##### LISTED ENTRIES

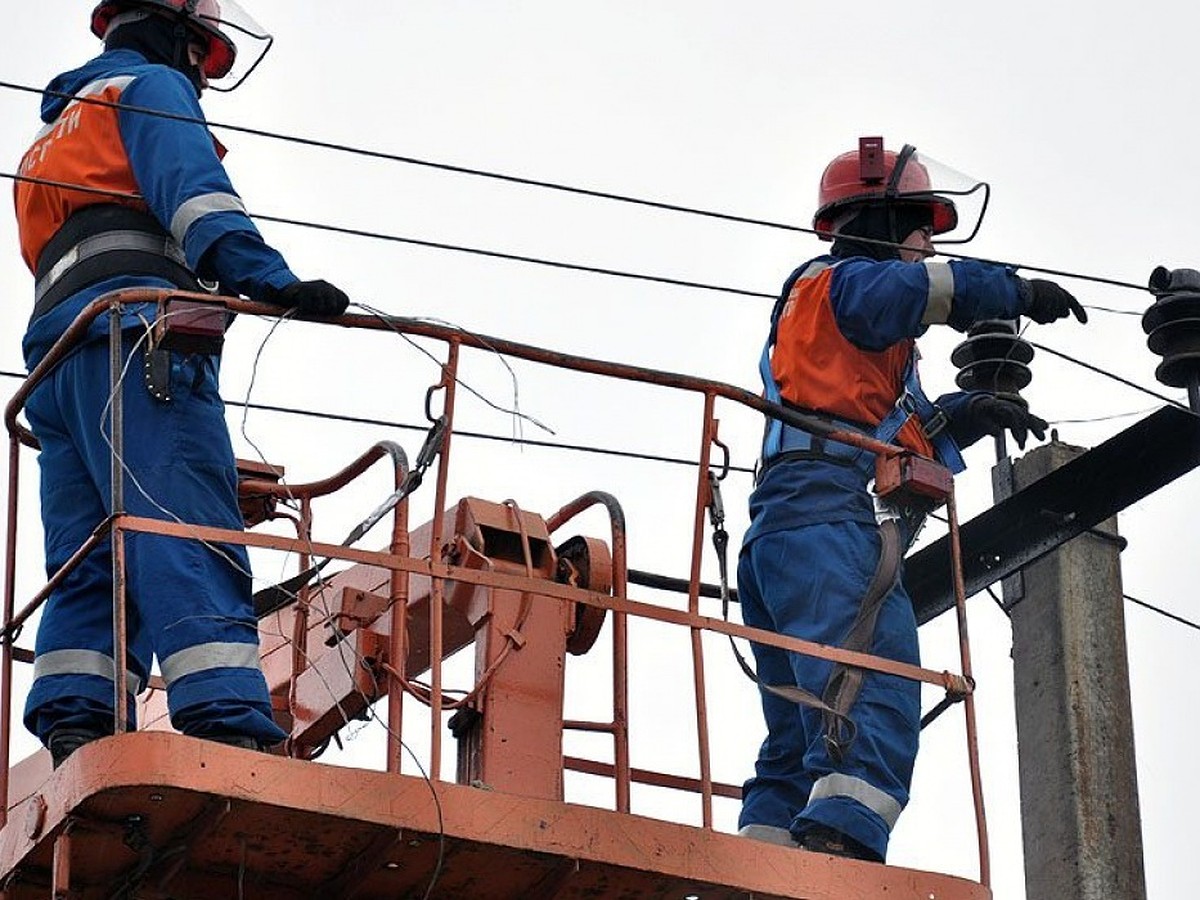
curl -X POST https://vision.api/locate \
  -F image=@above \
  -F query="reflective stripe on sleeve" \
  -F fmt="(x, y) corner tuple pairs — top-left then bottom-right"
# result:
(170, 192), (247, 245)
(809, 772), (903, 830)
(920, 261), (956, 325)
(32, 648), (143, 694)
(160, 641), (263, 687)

##########
##### LISTED ENTRIES

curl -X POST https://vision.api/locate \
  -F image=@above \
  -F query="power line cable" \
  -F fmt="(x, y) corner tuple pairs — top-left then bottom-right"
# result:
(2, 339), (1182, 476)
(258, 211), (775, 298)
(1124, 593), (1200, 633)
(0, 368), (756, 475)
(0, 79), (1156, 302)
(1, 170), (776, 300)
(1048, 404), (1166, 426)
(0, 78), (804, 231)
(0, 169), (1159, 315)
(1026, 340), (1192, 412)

##########
##### LISTED ENTRIES

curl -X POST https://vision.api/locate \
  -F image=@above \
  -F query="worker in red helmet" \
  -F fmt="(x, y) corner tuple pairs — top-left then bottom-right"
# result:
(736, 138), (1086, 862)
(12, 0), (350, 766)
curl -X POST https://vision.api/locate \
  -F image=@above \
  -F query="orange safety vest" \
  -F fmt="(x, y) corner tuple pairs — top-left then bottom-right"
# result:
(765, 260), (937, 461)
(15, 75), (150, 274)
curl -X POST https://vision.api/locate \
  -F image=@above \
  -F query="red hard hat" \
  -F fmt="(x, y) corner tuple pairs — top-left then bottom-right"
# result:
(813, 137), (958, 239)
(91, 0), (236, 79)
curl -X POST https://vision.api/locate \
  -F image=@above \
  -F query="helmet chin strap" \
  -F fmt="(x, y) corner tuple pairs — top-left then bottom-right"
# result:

##########

TASK DETAILS:
From the records above, pick out and copy each line holding the word "helmet".

ANSWER SECTION:
  -F query="worker in red helmet" \
  -F query="helmet chin strap" \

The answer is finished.